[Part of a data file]
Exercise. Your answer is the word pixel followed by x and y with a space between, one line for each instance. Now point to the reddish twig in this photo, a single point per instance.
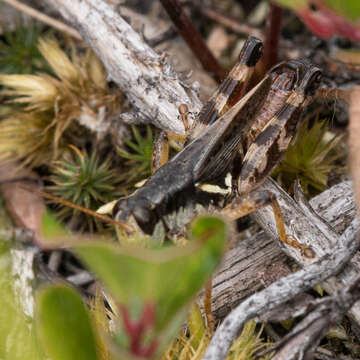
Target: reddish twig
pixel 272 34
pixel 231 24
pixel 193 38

### Exercise requirements
Rewrite these lines with "reddish twig" changed to "red branch" everywhere it occurs and nothing else altered, leaving the pictures out.

### Exercise solution
Exercise. Your answer is the word pixel followed by x and y with a space between, one line for each instance. Now point to the red branch in this photo, a single point per instance.
Target: red branch
pixel 272 34
pixel 231 24
pixel 193 38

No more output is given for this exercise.